→ **INSTRUCTIONS TO FOLLOW**: Please convert the material below into a JSON list of strings, one string per line with blank lines omitted, starting at the first line and ending at the line containing "POLYGON ((167 220, 155", both included.

Records held in a dataset:
• • • •

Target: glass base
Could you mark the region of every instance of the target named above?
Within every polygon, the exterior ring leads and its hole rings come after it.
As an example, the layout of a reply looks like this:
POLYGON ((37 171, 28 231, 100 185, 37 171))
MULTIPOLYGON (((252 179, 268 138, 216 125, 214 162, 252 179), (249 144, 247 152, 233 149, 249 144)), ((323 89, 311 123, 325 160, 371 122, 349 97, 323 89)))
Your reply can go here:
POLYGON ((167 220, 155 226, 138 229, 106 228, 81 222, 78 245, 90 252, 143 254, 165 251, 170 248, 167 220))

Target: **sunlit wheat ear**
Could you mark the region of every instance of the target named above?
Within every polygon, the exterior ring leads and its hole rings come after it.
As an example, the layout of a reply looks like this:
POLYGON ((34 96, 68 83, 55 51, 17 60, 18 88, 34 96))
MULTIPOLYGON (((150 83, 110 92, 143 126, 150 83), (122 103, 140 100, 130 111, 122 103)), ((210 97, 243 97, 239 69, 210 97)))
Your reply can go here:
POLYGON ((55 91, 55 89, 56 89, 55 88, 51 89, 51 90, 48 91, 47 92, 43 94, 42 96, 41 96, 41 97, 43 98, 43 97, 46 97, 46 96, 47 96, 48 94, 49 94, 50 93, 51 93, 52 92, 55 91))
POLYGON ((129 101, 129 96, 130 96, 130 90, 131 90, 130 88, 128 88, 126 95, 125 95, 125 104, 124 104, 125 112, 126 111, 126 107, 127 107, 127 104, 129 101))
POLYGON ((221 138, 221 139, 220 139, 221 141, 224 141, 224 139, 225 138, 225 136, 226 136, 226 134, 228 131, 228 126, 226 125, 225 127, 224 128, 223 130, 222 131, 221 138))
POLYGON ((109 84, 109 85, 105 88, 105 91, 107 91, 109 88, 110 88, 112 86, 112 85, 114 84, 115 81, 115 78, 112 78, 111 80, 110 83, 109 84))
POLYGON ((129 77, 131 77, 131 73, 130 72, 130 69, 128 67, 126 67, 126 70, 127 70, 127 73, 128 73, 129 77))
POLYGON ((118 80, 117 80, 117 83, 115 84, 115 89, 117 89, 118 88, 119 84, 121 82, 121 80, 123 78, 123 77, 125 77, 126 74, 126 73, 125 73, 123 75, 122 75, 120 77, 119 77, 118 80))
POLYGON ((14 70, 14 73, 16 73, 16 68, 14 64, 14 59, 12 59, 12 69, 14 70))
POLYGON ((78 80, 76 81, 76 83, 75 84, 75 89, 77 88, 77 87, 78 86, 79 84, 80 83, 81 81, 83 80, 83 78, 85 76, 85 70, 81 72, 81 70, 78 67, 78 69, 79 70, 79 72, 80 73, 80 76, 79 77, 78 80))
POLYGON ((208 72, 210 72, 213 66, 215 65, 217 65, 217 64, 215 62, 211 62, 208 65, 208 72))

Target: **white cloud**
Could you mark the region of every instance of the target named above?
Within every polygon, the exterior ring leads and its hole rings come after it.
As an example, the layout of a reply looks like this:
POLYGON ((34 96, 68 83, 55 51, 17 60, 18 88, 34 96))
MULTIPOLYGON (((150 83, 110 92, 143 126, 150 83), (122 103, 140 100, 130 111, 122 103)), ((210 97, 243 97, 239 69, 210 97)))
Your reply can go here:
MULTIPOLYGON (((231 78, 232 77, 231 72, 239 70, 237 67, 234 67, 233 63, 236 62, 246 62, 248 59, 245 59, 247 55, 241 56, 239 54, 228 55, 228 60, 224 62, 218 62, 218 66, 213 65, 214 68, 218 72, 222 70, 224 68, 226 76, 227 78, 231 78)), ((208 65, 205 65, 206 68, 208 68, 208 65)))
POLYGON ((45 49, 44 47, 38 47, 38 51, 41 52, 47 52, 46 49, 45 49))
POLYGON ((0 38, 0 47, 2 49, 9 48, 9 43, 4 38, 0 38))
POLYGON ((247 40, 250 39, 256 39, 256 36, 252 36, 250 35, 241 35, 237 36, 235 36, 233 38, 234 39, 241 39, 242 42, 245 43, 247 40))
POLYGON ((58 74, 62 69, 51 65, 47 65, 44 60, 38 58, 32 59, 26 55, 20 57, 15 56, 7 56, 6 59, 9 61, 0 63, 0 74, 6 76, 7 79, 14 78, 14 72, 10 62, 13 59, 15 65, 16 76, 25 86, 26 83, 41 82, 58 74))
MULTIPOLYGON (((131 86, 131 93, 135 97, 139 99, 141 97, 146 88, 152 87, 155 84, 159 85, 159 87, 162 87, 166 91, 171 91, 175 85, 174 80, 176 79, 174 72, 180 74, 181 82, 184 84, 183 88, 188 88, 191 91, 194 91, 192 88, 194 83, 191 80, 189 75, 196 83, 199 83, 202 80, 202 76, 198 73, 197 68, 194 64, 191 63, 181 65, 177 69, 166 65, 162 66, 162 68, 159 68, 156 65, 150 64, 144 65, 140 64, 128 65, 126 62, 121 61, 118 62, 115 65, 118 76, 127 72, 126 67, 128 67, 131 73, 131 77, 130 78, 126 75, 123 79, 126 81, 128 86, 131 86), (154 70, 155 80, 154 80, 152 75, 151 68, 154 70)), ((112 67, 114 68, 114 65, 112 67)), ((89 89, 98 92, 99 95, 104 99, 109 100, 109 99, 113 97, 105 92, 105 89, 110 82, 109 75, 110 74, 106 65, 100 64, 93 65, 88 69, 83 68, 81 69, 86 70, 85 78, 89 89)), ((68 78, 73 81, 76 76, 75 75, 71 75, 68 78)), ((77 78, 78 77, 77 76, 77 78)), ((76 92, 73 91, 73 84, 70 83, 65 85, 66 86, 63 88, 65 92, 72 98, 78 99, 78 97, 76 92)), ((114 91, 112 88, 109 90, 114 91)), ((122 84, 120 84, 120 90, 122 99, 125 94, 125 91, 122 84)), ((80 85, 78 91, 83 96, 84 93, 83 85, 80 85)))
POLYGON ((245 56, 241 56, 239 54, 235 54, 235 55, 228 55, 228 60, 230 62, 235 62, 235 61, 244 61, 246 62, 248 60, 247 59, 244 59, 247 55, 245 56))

• • • •

→ **SOLVED EXERCISE**:
[
  "Target: glass base",
  "Could you mark the region of every instance of the target named above?",
  "Within every polygon, the exterior ring leads and its hole rings come after it.",
  "As an example, the layout of a reply looks like this:",
  "POLYGON ((37 171, 28 231, 100 185, 37 171))",
  "MULTIPOLYGON (((252 179, 268 138, 216 125, 214 162, 252 179), (249 144, 247 152, 233 149, 249 144)), ((323 89, 311 123, 325 160, 371 122, 349 97, 323 89)))",
  "Your reply can go here:",
  "POLYGON ((167 220, 155 226, 138 229, 106 228, 81 222, 78 245, 90 252, 143 254, 165 251, 170 248, 167 220))"
]